=== Directive ===
Copy out the items below word for word, leaving the pictures out.

** begin Data supplied **

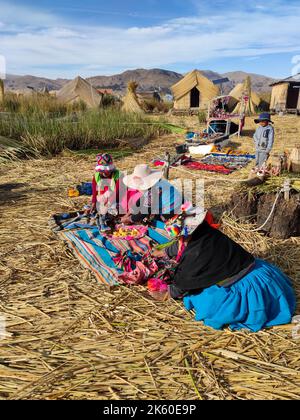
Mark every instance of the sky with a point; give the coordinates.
(63, 39)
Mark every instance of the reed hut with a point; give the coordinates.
(247, 101)
(194, 91)
(79, 90)
(130, 101)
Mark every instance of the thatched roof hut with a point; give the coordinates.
(130, 101)
(194, 91)
(80, 90)
(247, 101)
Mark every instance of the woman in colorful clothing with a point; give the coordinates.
(158, 198)
(222, 282)
(105, 184)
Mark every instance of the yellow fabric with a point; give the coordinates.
(207, 89)
(279, 96)
(79, 90)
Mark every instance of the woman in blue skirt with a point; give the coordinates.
(222, 282)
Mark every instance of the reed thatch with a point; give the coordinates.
(68, 337)
(130, 101)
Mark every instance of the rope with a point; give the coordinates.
(266, 222)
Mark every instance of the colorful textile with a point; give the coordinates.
(199, 166)
(232, 162)
(104, 163)
(263, 298)
(96, 252)
(101, 186)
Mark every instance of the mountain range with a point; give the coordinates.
(148, 80)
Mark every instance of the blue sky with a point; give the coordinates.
(60, 38)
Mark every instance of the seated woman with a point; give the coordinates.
(106, 183)
(222, 282)
(158, 198)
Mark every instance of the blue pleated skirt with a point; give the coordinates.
(263, 298)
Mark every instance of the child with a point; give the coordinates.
(106, 186)
(264, 139)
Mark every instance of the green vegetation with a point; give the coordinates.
(46, 127)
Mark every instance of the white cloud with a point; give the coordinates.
(40, 43)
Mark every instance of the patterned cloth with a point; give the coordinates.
(97, 253)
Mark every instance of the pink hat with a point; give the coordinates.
(143, 178)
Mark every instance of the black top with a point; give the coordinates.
(209, 259)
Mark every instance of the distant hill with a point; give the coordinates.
(259, 83)
(149, 80)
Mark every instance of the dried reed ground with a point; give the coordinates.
(71, 338)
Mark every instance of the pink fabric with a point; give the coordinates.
(95, 190)
(129, 200)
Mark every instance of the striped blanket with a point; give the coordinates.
(96, 252)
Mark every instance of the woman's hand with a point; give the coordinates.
(158, 254)
(126, 220)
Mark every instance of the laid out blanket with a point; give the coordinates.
(220, 163)
(95, 251)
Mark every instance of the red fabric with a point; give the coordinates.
(105, 189)
(210, 168)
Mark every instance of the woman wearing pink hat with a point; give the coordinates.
(158, 198)
(106, 183)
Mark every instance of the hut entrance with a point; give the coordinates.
(195, 98)
(293, 96)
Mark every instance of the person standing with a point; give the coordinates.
(264, 139)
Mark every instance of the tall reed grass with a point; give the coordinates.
(48, 135)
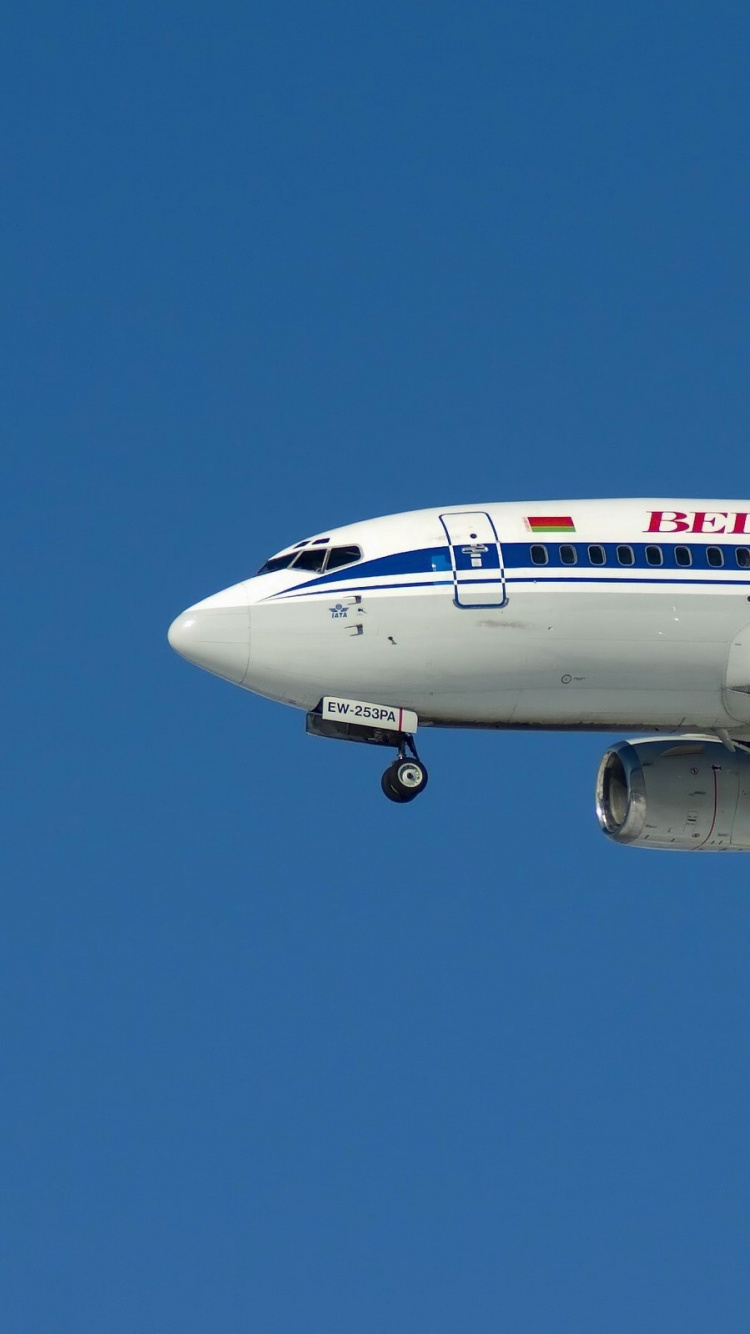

** end Data supplied **

=== Solution ===
Mark every instance of the sky with a point; give the coordinates.
(63, 39)
Mark every instance of the reed hut with a point; give the coordinates.
(247, 101)
(194, 91)
(79, 90)
(130, 101)
Mark every instance of the thatched roof hut with a point; give the coordinates.
(130, 101)
(194, 91)
(80, 90)
(247, 101)
Mark every instance of the woman in colorful clothing with a point; give the coordinates.
(158, 198)
(222, 282)
(105, 184)
Mark every instance of the yellow fabric with a point; give the coordinates.
(207, 89)
(279, 96)
(79, 90)
Mark every instance of the woman in blue skirt with a point; give the coordinates.
(222, 282)
Mark every instance of the reed thatch with a point; give the coordinates.
(68, 337)
(130, 101)
Mark every instance of the rope with a point; give the coordinates.
(266, 222)
Mark every instance of the colorful textile with a point; give the coordinates.
(199, 166)
(232, 162)
(104, 163)
(263, 298)
(96, 252)
(101, 186)
Mark every instance of the mountain range with a point; give the coordinates.
(148, 80)
Mark every instance of the blue sky with a point; give the coordinates.
(60, 38)
Mark every instance of the seated woman with a point; give the coordinates.
(106, 183)
(222, 282)
(158, 198)
Mark every instance of the blue pleated skirt with a point; give the coordinates.
(263, 298)
Mark every instance of the child with a point; give the coordinates.
(106, 186)
(264, 139)
Mark every instance of the green vegetation with a point; give the coordinates.
(46, 127)
Mark every instance of the white cloud with a point; give the coordinates.
(40, 43)
Mark every instance of the patterned cloth with a point; give the coordinates.
(97, 253)
Mark every instance of the pink hat with a point; give the coordinates.
(143, 178)
Mark every instance of the black top with a point; give the coordinates.
(209, 259)
Mark every instance of the distant hill with a point; give the coordinates.
(259, 83)
(149, 80)
Mark every instance of the dried reed ground with a point; give the coordinates.
(71, 338)
Mark every instance of the pink fabric with a point; give the coordinates.
(95, 190)
(129, 200)
Mark every instance of the striped blanket with a point; give the coordinates.
(96, 252)
Mark every instance of the woman's hand with a point; give the coordinates.
(158, 254)
(126, 220)
Mark every instance of the laid out blanket with a point; give the coordinates.
(220, 163)
(95, 251)
Mark every instance of the red fabric with a point; give the coordinates.
(105, 189)
(210, 168)
Mark every instance of the woman wearing pink hat with a point; give the coordinates.
(158, 198)
(106, 183)
Mark every instance of the hut entrance with a point; give the coordinates.
(195, 98)
(293, 96)
Mark every instance of the person standing with a point; give the coordinates.
(264, 139)
Mark every instance of the tall reed grass with a point; give the coordinates.
(48, 135)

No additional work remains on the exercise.